■ Do this: Copy each of the following records word for word, keeping every line unchanged.

■ Source records:
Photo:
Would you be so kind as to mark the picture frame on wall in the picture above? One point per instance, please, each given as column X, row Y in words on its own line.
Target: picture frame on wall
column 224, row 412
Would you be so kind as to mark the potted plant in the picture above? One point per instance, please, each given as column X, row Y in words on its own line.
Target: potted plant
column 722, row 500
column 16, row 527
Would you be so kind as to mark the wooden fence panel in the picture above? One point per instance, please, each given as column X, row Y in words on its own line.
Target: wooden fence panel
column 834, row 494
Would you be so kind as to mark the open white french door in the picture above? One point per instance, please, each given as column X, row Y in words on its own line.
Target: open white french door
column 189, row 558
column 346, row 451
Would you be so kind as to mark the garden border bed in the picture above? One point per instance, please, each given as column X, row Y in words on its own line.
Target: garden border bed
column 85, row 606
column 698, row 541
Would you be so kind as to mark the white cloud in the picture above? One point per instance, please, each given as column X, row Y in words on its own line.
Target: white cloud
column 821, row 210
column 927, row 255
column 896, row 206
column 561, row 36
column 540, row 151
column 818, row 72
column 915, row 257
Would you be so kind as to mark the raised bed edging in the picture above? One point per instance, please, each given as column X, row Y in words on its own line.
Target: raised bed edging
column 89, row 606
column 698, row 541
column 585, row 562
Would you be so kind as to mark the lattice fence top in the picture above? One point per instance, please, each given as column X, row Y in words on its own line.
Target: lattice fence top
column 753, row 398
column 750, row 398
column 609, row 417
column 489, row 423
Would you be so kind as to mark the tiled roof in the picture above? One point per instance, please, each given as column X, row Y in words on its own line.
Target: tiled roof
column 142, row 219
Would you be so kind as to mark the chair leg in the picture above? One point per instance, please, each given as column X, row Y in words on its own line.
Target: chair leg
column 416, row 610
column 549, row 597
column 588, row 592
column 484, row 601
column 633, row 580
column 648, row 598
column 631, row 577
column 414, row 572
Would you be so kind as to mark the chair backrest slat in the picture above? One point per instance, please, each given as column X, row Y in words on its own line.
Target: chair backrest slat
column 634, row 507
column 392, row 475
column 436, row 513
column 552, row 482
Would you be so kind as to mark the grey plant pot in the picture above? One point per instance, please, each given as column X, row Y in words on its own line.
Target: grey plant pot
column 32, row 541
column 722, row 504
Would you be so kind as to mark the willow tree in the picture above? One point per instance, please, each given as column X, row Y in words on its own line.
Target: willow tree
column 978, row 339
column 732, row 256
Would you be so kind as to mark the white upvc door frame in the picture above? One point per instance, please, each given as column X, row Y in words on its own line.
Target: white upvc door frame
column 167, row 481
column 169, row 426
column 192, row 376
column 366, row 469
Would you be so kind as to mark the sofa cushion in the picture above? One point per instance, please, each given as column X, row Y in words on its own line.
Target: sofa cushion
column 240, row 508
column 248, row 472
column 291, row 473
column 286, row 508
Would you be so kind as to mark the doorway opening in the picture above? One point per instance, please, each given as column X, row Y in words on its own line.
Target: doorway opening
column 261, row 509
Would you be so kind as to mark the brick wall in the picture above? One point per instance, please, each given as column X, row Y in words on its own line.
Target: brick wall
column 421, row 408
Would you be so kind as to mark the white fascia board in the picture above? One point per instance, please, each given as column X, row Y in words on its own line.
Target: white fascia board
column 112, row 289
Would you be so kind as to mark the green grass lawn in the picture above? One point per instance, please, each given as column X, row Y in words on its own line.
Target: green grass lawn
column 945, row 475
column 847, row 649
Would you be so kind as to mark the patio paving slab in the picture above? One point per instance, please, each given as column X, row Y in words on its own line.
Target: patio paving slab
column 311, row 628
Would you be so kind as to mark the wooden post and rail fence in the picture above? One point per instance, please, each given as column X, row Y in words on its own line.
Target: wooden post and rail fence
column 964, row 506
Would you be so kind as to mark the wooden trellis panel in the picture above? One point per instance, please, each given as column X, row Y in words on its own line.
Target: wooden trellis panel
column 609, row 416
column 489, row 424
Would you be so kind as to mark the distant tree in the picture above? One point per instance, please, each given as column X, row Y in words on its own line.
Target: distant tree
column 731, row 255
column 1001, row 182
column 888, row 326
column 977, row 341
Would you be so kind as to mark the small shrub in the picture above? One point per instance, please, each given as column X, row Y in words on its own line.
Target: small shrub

■ Exercise answer:
Photo:
Would you be so kind as to mark the picture frame on wall in the picture above? One point per instance, please, each given as column X, row Y in words on its own line.
Target: picture frame on wall
column 224, row 412
Would you be so kind as to mark the potted plant in the picture above? One point per instance, please, each given as column X, row Y in words on its own line.
Target: potted plant
column 722, row 500
column 16, row 527
Would you be so kind as to mark the wooden fence panel in the picture above? One point per instance, please, each given as column X, row Y in words on its own line.
Target: wooden fence panel
column 834, row 494
Would you be so kind as to mark the open white french door in the picture above? One point per instance, please, each given as column X, row Y in words on its own line.
Target: open white french door
column 189, row 558
column 346, row 451
Would you be so kind as to mark the garden border bed in the picture above? One point per instance, please, each given as column X, row Y in words on its own line.
Target: garden border bed
column 85, row 606
column 698, row 541
Would you be so kind as to mark the white cloud in the picture above? One point per instance, please, each given as column X, row Y in words on its own line.
Target: white cloud
column 821, row 210
column 927, row 255
column 896, row 206
column 561, row 36
column 540, row 151
column 818, row 72
column 915, row 257
Would you be so kind as to mark the raised bed edging in the picture above? One point per instance, please, each given as column X, row Y in words on its own line.
Target: raised bed edging
column 89, row 606
column 698, row 541
column 585, row 562
Would you be so kind as to mark the lattice fence top in the picture above? One point per instance, please, each given as column X, row Y in words on its own line.
Target: lattice fence top
column 753, row 398
column 750, row 398
column 609, row 417
column 489, row 423
Would you be so kind as to mark the tiled roof in the picture above? One point per instance, please, each given as column X, row Y in words on its own line.
Target: tiled roof
column 142, row 219
Would you be so kind as to mark the chair leg in the picture above? One point per instance, please, each given as column X, row Y in words on its own line.
Target: chair leg
column 416, row 610
column 549, row 597
column 588, row 592
column 484, row 601
column 633, row 580
column 648, row 598
column 631, row 577
column 414, row 572
Would you be so kind as to mark the chair backrest slat in the picture above? One point per instance, please, each given as column X, row Y in words on its own line.
Target: chair backrest slat
column 634, row 507
column 392, row 475
column 436, row 513
column 552, row 482
Would you be so kind as to mark the grey plant pot in the picture above? One point per instance, please, each given as column X, row Y in words on its own line.
Target: grey plant pot
column 32, row 541
column 722, row 504
Would you be so kind as to mark the willow tree in the picture above? One point per instance, please, each given as column X, row Y in words on its own line.
Target: willow tree
column 978, row 339
column 732, row 256
Would you be so kind as to mark the white upvc door frame in the picture above? One point per instance, please, each given as column X, row Y in words on its own line.
Target: white upvc door frame
column 167, row 481
column 169, row 426
column 192, row 376
column 366, row 469
Would you be so kind as to mark the sofa cushion in the picture above? One point per instance, please, each given as column X, row Y in words on its own line.
Target: sofa cushion
column 240, row 508
column 248, row 472
column 291, row 473
column 286, row 508
Would you be so kind as to mark the doorway opening in the picture above? One point per instance, please, each given as column X, row Y in words on its own line.
Target: doorway opening
column 261, row 509
Would you be so kind as to mark the brick wall in the picture above? One point per instance, please, each given as column X, row Y in words on its own line.
Target: brick wall
column 421, row 408
Would you be so kind as to mark the white fascia board in the picture above? One point per instance, please, each given as column X, row Y in words on its own line.
Target: white fascia board
column 112, row 289
Would you be so kind as to mark the green grass lawn in the picture above? One point per instance, please, each given as column X, row Y in words on its own line.
Target: green grass lawn
column 945, row 475
column 847, row 649
Would you be so kind as to mark the patio paving slab in the picture above? One point per instance, please, each given as column X, row Y in words on its own line.
Target: patio paving slab
column 311, row 628
Would you be so kind as to mark the wooden post and rail fence in the picture above? One point per instance, please, each given as column X, row Y in words on its own line.
Target: wooden post and rail fence
column 964, row 506
Would you be so kind as to mark the wooden trellis panel in the picture above? One point per instance, please, each given as column X, row Y in words on its own line.
Target: wooden trellis panel
column 609, row 416
column 489, row 424
Would you be so kind as to mark the distant tree in the picture above? One point per instance, please, each given as column X, row Y in words on its own line.
Target: distant tree
column 731, row 255
column 1001, row 182
column 888, row 326
column 977, row 341
Would you be so kind as to mark the small shrub in the picture above? One point per instance, please, each given as column X, row Y in words on its own line.
Target: small shrub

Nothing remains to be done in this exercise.